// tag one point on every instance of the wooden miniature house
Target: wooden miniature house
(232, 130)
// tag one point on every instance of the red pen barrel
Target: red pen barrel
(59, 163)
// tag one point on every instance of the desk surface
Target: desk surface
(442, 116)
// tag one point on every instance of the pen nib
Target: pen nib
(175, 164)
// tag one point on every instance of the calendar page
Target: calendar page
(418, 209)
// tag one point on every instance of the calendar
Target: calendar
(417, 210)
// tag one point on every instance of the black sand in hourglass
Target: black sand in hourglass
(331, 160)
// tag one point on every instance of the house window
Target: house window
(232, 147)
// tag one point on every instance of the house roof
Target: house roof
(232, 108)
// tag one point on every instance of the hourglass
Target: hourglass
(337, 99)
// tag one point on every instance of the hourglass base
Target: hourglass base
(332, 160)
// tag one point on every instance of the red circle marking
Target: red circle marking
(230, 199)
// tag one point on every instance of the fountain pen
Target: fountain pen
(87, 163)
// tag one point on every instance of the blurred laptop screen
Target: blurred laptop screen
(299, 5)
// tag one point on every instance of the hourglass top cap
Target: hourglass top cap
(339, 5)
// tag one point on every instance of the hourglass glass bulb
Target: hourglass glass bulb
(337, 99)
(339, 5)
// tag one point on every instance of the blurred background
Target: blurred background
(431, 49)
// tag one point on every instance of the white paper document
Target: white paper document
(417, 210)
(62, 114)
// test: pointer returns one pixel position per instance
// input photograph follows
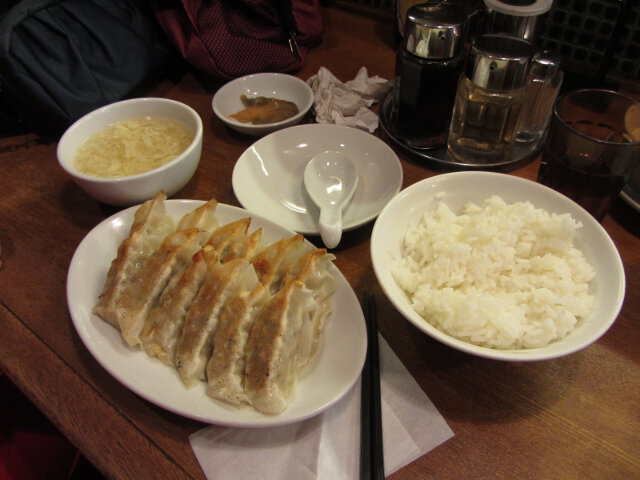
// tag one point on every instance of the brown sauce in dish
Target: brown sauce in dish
(263, 110)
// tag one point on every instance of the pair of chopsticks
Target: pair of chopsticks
(371, 452)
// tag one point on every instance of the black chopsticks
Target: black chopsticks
(371, 452)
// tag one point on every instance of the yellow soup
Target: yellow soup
(132, 146)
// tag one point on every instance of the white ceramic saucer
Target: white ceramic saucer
(268, 176)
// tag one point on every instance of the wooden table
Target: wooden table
(574, 417)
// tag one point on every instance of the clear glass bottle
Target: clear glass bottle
(428, 65)
(543, 84)
(488, 100)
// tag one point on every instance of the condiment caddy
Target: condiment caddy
(498, 112)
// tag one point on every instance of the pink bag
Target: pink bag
(232, 38)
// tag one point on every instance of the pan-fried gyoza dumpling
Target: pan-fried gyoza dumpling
(202, 218)
(225, 370)
(194, 347)
(271, 368)
(137, 299)
(285, 336)
(272, 262)
(246, 248)
(163, 325)
(228, 235)
(151, 224)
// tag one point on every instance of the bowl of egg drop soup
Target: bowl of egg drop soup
(123, 153)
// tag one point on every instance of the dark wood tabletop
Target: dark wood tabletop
(572, 417)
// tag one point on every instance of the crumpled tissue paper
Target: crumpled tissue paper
(327, 447)
(347, 103)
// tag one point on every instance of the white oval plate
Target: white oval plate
(268, 176)
(336, 369)
(457, 189)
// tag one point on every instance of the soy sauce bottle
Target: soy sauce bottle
(428, 65)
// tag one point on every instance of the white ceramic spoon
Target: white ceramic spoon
(330, 179)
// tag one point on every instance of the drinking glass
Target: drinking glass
(588, 155)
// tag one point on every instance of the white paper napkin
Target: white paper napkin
(347, 103)
(327, 447)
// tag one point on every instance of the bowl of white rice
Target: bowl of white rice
(498, 266)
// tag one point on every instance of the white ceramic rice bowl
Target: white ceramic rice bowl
(457, 189)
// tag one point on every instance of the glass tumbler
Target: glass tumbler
(589, 155)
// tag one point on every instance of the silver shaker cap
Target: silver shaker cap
(434, 30)
(499, 62)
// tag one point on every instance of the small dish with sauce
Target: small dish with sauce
(96, 149)
(262, 103)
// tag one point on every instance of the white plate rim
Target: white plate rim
(384, 246)
(85, 280)
(251, 196)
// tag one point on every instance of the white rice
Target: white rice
(504, 276)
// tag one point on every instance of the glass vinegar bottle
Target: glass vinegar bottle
(488, 100)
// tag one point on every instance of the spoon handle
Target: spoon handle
(330, 226)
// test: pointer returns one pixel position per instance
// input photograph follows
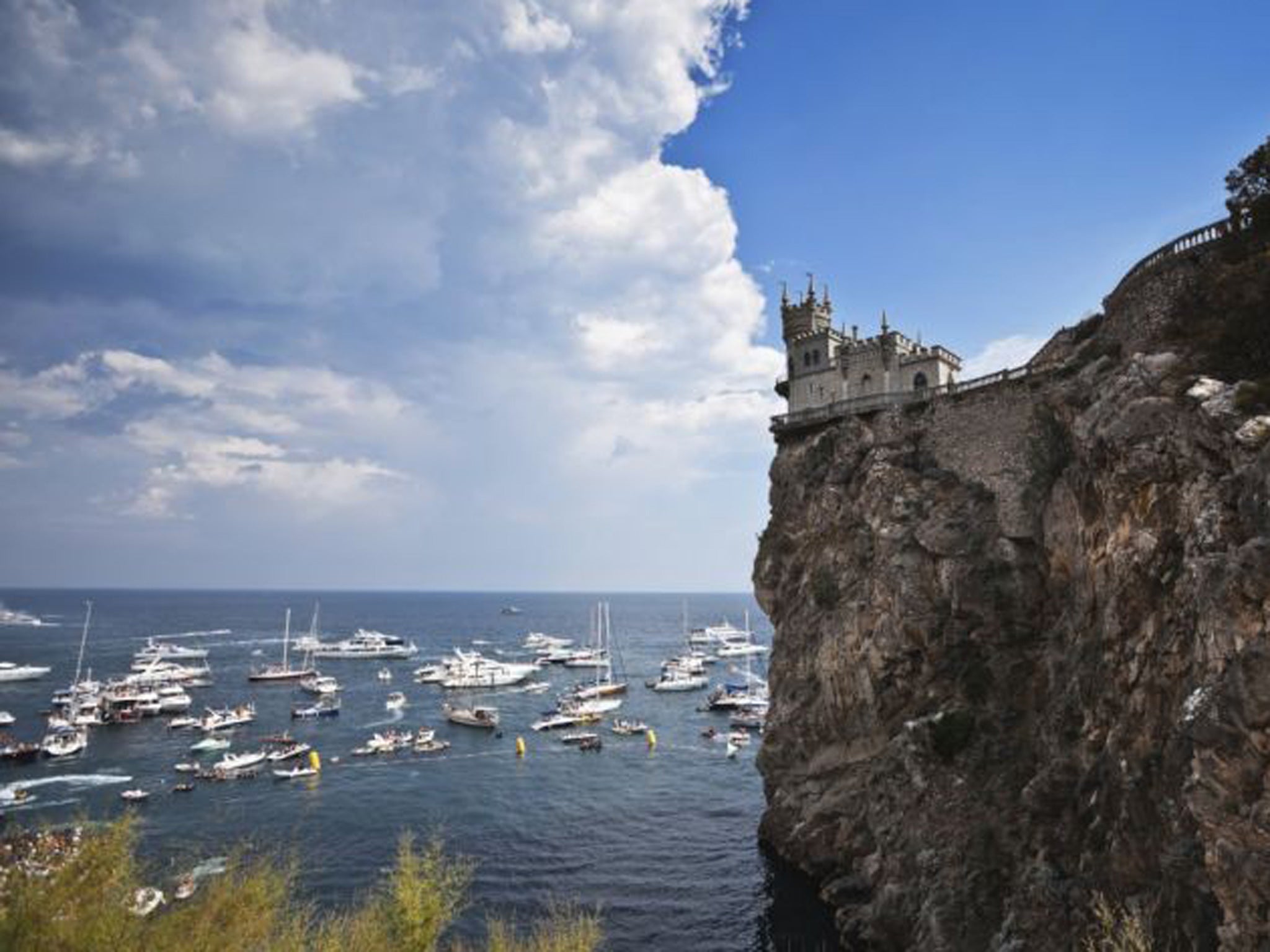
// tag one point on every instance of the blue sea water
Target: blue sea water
(662, 840)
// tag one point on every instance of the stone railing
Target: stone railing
(1201, 236)
(869, 403)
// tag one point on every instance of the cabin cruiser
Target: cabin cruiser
(367, 644)
(231, 763)
(327, 707)
(228, 718)
(22, 672)
(321, 684)
(158, 650)
(65, 742)
(471, 716)
(475, 671)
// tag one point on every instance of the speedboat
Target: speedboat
(64, 743)
(210, 744)
(145, 901)
(471, 716)
(22, 672)
(231, 763)
(367, 644)
(228, 718)
(327, 707)
(321, 684)
(629, 728)
(287, 752)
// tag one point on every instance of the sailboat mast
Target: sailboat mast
(79, 663)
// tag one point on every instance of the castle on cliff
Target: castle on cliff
(826, 364)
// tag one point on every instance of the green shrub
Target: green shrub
(83, 907)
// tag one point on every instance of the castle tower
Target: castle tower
(808, 316)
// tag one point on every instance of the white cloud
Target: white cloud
(998, 355)
(270, 86)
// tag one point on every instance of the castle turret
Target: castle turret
(808, 316)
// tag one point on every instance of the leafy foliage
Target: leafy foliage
(83, 907)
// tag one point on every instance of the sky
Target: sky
(482, 294)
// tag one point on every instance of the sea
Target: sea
(662, 840)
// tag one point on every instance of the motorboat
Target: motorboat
(173, 700)
(145, 902)
(471, 716)
(321, 684)
(327, 707)
(228, 718)
(471, 669)
(629, 728)
(22, 672)
(367, 644)
(282, 672)
(210, 744)
(231, 763)
(65, 743)
(287, 752)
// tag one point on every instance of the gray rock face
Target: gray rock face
(980, 721)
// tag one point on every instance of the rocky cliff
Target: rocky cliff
(1021, 639)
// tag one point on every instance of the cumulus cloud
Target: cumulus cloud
(998, 355)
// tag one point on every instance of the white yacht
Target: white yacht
(367, 644)
(228, 718)
(64, 743)
(22, 672)
(239, 762)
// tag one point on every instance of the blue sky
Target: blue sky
(481, 295)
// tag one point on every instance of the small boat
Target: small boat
(231, 763)
(210, 744)
(22, 672)
(629, 728)
(145, 901)
(290, 751)
(471, 716)
(323, 708)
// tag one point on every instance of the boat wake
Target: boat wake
(394, 716)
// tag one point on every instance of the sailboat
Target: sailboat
(282, 672)
(606, 684)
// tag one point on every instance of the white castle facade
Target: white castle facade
(827, 364)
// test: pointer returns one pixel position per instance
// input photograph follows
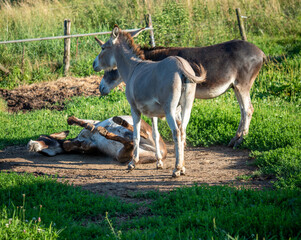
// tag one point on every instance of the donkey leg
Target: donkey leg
(156, 137)
(82, 123)
(75, 145)
(136, 137)
(186, 102)
(125, 124)
(246, 110)
(176, 134)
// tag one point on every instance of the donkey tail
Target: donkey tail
(191, 77)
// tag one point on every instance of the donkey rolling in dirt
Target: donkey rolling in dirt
(233, 64)
(155, 89)
(113, 137)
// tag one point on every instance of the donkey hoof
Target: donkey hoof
(235, 141)
(160, 165)
(183, 171)
(176, 173)
(131, 166)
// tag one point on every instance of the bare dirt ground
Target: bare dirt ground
(216, 165)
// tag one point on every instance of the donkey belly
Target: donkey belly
(206, 90)
(151, 108)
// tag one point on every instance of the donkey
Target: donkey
(155, 89)
(113, 137)
(233, 64)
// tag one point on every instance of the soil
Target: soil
(50, 95)
(217, 165)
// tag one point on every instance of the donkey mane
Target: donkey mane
(130, 42)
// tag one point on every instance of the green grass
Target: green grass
(200, 212)
(181, 23)
(67, 212)
(274, 135)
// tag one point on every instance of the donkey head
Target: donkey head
(107, 62)
(48, 145)
(110, 80)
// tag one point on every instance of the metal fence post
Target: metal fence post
(67, 43)
(148, 20)
(241, 25)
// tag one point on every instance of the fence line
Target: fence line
(70, 36)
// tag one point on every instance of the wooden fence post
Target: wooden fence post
(3, 69)
(241, 25)
(148, 20)
(67, 42)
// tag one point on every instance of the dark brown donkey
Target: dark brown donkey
(234, 64)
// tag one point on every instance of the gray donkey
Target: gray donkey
(155, 89)
(233, 64)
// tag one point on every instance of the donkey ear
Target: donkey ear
(99, 41)
(115, 32)
(136, 33)
(60, 135)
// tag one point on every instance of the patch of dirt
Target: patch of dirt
(216, 165)
(51, 95)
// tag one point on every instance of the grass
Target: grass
(209, 22)
(200, 212)
(274, 135)
(186, 213)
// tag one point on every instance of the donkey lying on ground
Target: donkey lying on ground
(113, 137)
(234, 64)
(155, 89)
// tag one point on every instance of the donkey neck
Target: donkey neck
(126, 61)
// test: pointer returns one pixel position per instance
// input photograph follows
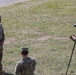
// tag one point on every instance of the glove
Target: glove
(73, 38)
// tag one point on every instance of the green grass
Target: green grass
(44, 26)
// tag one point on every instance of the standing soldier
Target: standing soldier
(26, 66)
(2, 38)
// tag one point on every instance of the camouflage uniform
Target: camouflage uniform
(2, 38)
(25, 67)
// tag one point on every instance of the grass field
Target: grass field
(44, 26)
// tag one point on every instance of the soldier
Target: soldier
(26, 66)
(2, 38)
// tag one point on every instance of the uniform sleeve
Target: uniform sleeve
(17, 69)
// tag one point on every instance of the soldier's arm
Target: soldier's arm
(17, 69)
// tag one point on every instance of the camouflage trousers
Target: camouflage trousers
(1, 55)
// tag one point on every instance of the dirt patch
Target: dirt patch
(9, 40)
(52, 37)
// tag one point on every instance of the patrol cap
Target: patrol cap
(24, 51)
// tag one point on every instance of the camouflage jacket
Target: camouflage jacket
(25, 67)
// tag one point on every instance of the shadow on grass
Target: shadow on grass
(8, 74)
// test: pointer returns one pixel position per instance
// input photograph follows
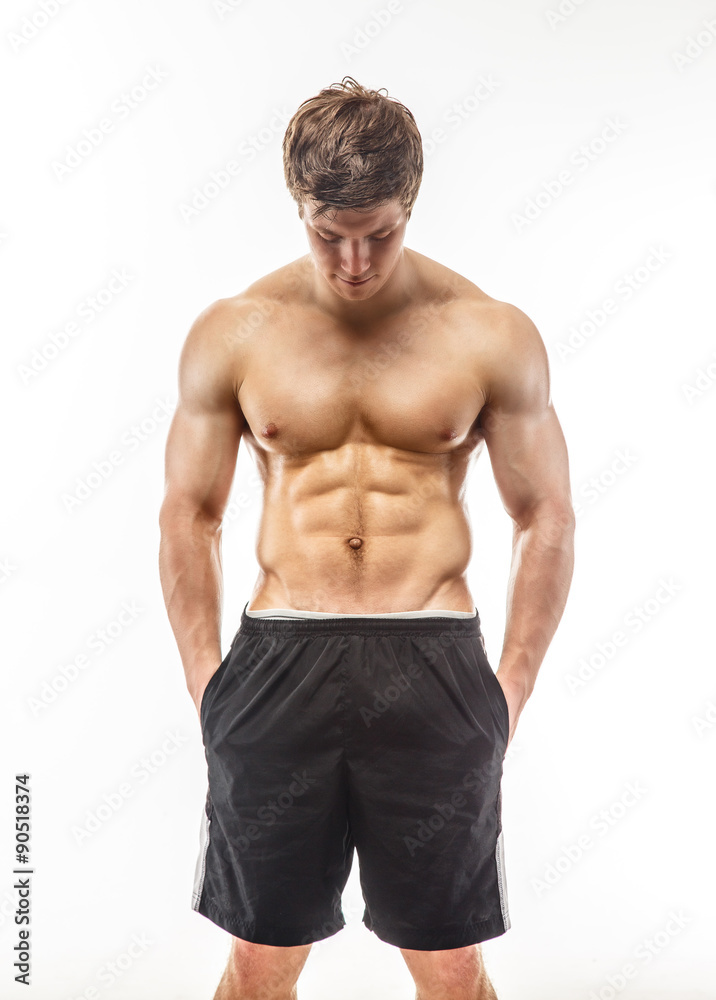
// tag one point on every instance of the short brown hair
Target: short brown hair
(350, 147)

-------

• [DESCRIPTION OF THE TASK]:
Starting at the line that has "the shadow on grass" and running to the end of the records, write out each line as a numbered list. Skip blank lines and leave the pictures out.

• [SOLUTION]:
1. // tag one point on every instance of the shadow on grass
2. Target: shadow on grass
3. (8, 74)
4. // test: pointer returns one pixel position per instance
5. // input photograph follows
6. // tag one point on every instance of the short brown hair
7. Target: short brown hair
8. (350, 147)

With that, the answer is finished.